───── Passage for review ─────
On Tuesday, the Southlake, Texas-company reported its second-quarter earnings, which echoed first-quarter earnings in that the company appears to be heading in the right direction after a period of sluggish growth.
Revenue rose 9 percent to $984 million. Sabre earned net income of $92 million compared with a quarterly loss of $6 million a year earlier.
On July 23, Doug Barnett became the company’s chief financial officer and executive vice president, as the past chief financial officer, Rick Simonson, stepped aside. The move represented the latest C-suite change since Sean Menke took the CEO job 18 months ago. Earlier in the month, Sabre made other technology leadership hires and blended its distribution network and airline units under new regime.
Expedia and Booking.com Play Roles
Distribution is Sabre’s largest segment. The unit saw revenue rise 13.2 percent to $720 million, year-over-year. Menke said the growth was broad-based across North America, Europe, and Asia-Pacific.
One of Sabre’s largest customers in North America is Expedia, which saw air booking volumes rise 6 percent in the second-quarter, and this flowed through to Sabre in the form of fees. In Europe, Sabre won some more travel management company contracts.
Worldwide, Sabre claimed that it gained about a percentage of market share against its distribution technology rivals Amadeus and Travelport, bringing it to 37 percent. The other companies calculate share in divergent ways.
In one initiative, Sabre will be the first of the distribution tech giants to give its travel agencies access to all of Booking.com’s listings, including for alternative accommodation, later this year. Sabre hopes to add inventory from other suppliers, such as European bedbanks, too.
On a call with investors on Tuesday, Menke said, “Given the number of negotiated rates out there, a property may have several rates available [on any given date] and it can be a challenge [for agents] to get a holistic view of all the content out there.”
Menke said the new feature should give agents a fuller sense of what’s available, especially in alternative lodging, which is of increasing interest to corporate travelers.
───── Dataset entries ─────
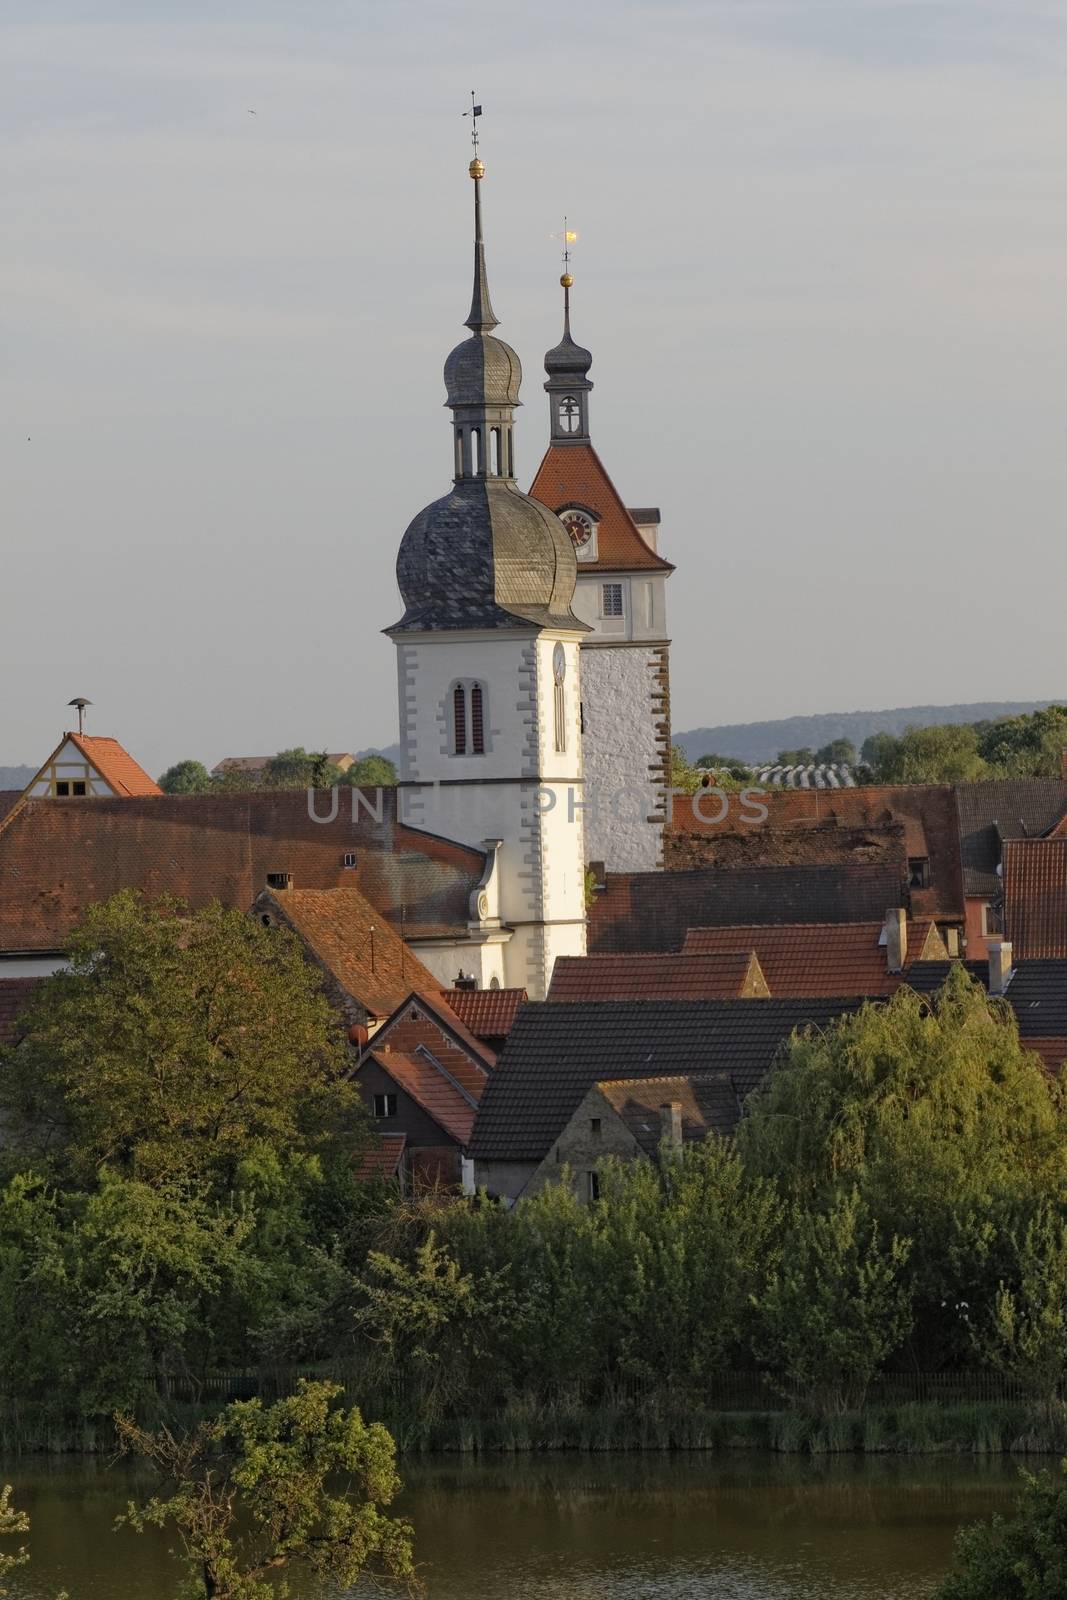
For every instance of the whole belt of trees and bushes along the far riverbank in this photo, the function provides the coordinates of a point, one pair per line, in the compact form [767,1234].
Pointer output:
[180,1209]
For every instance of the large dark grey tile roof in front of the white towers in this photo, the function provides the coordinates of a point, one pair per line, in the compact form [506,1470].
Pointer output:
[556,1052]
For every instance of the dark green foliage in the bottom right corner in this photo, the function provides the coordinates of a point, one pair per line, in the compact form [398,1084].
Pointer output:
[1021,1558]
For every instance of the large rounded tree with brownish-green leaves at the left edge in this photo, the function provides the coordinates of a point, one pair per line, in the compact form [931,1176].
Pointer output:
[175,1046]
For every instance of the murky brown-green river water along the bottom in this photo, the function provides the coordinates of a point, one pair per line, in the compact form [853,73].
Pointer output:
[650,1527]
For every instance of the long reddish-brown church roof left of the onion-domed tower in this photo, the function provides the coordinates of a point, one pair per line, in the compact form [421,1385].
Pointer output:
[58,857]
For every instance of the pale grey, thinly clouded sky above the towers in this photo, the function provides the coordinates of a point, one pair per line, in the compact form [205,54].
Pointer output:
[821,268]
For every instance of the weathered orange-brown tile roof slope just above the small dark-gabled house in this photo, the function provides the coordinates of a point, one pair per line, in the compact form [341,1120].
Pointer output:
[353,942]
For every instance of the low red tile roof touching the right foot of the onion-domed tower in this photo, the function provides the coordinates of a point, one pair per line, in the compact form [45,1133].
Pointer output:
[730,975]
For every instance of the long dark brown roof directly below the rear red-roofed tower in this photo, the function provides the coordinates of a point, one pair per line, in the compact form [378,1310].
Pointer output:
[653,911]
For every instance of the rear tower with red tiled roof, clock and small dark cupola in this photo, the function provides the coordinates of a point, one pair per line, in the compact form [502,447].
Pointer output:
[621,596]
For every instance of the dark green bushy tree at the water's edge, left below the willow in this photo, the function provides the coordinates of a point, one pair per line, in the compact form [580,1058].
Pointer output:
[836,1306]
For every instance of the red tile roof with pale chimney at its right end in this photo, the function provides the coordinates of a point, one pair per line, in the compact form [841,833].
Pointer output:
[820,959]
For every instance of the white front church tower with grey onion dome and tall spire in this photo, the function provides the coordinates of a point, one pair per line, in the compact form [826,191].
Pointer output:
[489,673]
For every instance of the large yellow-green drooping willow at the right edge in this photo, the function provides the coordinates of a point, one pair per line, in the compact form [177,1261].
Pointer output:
─────
Your tasks.
1. Why does Menke say the new Booking.com access in the Sabre earnings text should help travel agents?
2. In the Sabre earnings text, swap "corporate travelers" for "business travelers" and give the passage between "Menke said the new" and "to corporate travelers.", inclusive.

Responses in order.
1. Because of the many negotiated rates, a property may have several rates on a given date, which makes it hard for agents to get a holistic view of all the content. The feature should give them a fuller sense of what's available, especially in alternative lodging, which is of increasing interest to corporate travelers.

2.
Menke said the new feature should give agents a fuller sense of what’s available, especially in alternative lodging, which is of increasing interest to business travelers.